━━━ Records provided
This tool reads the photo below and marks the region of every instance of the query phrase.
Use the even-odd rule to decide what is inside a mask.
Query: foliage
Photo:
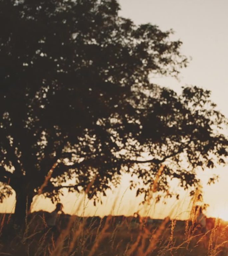
[[[119,10],[115,0],[0,1],[0,180],[19,207],[39,189],[58,200],[64,186],[98,200],[121,171],[142,179],[146,198],[162,163],[158,191],[225,163],[226,120],[210,92],[149,81],[186,66],[181,42]]]

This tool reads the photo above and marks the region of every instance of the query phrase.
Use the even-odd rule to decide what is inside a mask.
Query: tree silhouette
[[[141,178],[146,198],[155,182],[194,187],[197,168],[225,163],[226,121],[210,92],[149,82],[186,66],[181,42],[119,10],[116,0],[0,0],[0,198],[15,191],[18,220],[37,193],[83,189],[96,202],[123,171]]]

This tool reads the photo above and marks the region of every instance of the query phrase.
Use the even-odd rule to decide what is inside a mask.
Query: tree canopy
[[[170,178],[194,187],[198,168],[225,163],[226,120],[210,92],[150,82],[186,66],[181,42],[119,9],[116,0],[0,0],[0,198],[14,189],[16,212],[38,193],[58,200],[69,179],[69,191],[96,200],[121,171],[135,174],[146,198],[162,164],[158,191]]]

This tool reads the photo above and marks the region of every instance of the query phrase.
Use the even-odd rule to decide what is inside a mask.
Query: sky
[[[182,53],[192,59],[188,66],[183,69],[178,80],[170,77],[153,78],[152,82],[170,87],[180,92],[182,86],[195,85],[210,90],[212,99],[217,108],[228,117],[228,1],[227,0],[119,0],[122,10],[119,14],[132,19],[136,24],[151,23],[163,30],[172,29],[172,39],[183,43]],[[216,184],[207,185],[213,173],[220,177]],[[208,217],[219,217],[228,220],[228,167],[219,167],[199,174],[202,180],[205,202],[209,204],[206,213]],[[145,207],[139,205],[142,198],[135,198],[135,191],[129,189],[129,177],[124,175],[121,186],[109,191],[102,198],[102,205],[93,206],[83,195],[65,193],[62,200],[66,213],[85,215],[108,214],[131,215],[138,210],[142,215],[163,218],[168,215],[184,219],[189,210],[188,192],[180,189],[182,196],[163,200],[157,205],[152,202]],[[117,198],[117,199],[116,199]],[[0,204],[0,210],[10,212],[14,198]],[[54,205],[50,200],[40,198],[34,201],[33,208],[49,211]]]

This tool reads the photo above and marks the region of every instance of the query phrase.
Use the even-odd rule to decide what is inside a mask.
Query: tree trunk
[[[33,197],[33,192],[28,193],[23,188],[15,189],[16,204],[14,214],[14,222],[20,226],[25,223],[27,215],[30,210]]]

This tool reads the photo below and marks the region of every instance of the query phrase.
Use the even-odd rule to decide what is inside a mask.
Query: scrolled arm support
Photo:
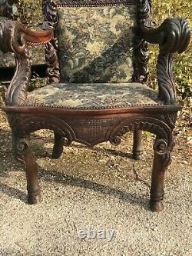
[[[0,50],[15,53],[16,71],[5,93],[5,103],[17,105],[26,100],[31,78],[31,61],[28,45],[46,44],[53,38],[51,30],[31,31],[15,21],[0,22]]]
[[[174,84],[172,62],[174,52],[184,52],[190,40],[190,28],[183,18],[167,18],[157,28],[140,25],[141,36],[150,43],[158,44],[157,75],[159,98],[166,105],[175,104],[176,89]]]

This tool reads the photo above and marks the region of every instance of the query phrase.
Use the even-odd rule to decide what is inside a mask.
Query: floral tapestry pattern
━━━━━━
Write out the listing word for word, omitting the pictures it holds.

This tool reads the photo below and marks the region of every instance of the query phrase.
Use the even-odd rule to decide what is inside a mask.
Query: foliage
Photo:
[[[119,10],[115,0],[0,1],[0,180],[19,207],[39,189],[58,200],[64,186],[98,200],[121,171],[142,179],[146,198],[162,163],[158,191],[225,163],[226,120],[210,92],[149,81],[186,66],[181,42]]]

This tool reads the photo above and marks the region of every instance of the query phrase.
Use the even-odd rule to decide what is inside a mask.
Query: tree silhouette
[[[141,178],[146,198],[155,182],[194,187],[197,168],[225,163],[226,121],[210,92],[149,82],[186,66],[181,42],[119,10],[116,0],[0,0],[0,198],[15,191],[18,220],[37,193],[83,189],[96,202],[123,171]]]

This tool reads the photo above and marks the region of every instance of the query phrase.
Use the even-odd rule to decide what is inside a mask.
Query: tree canopy
[[[170,178],[194,187],[198,168],[225,163],[226,120],[210,92],[150,82],[186,66],[181,42],[119,9],[116,0],[0,0],[0,198],[14,189],[16,212],[38,193],[58,200],[69,179],[69,191],[96,200],[121,171],[135,174],[146,198],[162,164],[158,191]]]

This tool reads the photo above and marks the region of every instance of the query phrase.
Use the even-odd rule to decide what is inside a mask.
Query: sky
[[[182,53],[192,59],[188,66],[183,69],[178,80],[170,77],[153,78],[152,82],[170,87],[180,92],[182,86],[195,85],[210,90],[212,99],[217,108],[228,117],[228,1],[227,0],[119,0],[122,10],[119,14],[132,19],[136,24],[151,23],[163,30],[172,29],[172,39],[183,43]],[[216,184],[207,185],[213,173],[220,177]],[[208,217],[219,217],[228,220],[228,167],[219,167],[199,174],[202,180],[205,202],[209,204],[206,213]],[[145,207],[139,205],[142,198],[135,198],[135,191],[129,189],[129,177],[124,175],[121,186],[109,191],[102,198],[102,205],[93,206],[83,195],[65,193],[62,200],[66,213],[85,215],[108,214],[131,215],[138,210],[142,215],[163,218],[168,215],[184,219],[189,210],[188,192],[180,189],[182,196],[163,200],[157,205],[152,202]],[[117,198],[117,199],[116,199]],[[0,204],[0,210],[10,212],[14,198]],[[54,205],[50,200],[40,198],[34,201],[33,208],[49,211]]]

This tool reads the photo above and marks the region of every instance of the query phrase.
Use the even-odd rule to decide what is inside a mask.
Query: tree trunk
[[[33,197],[33,192],[28,193],[23,188],[15,189],[16,204],[14,214],[14,222],[20,226],[25,223],[27,215],[30,210]]]

This tool reads the photo below and marks the region of every instance of the query phrase.
Use the even-odd rule to decide what is inside a mask.
Query: scrolled arm support
Photo:
[[[0,50],[15,53],[16,71],[5,93],[5,103],[17,105],[26,100],[31,78],[31,61],[28,45],[46,44],[53,38],[51,30],[31,31],[15,21],[0,22]]]
[[[174,84],[172,62],[174,52],[184,52],[190,40],[190,28],[183,18],[167,18],[157,28],[140,25],[141,36],[150,43],[158,44],[157,75],[159,98],[166,105],[175,104],[176,89]]]

This tool reads the photo above and marks the region of every instance of the query phrase.
Use the even-odd rule to decide what is inside a mask.
Query: floral tapestry pattern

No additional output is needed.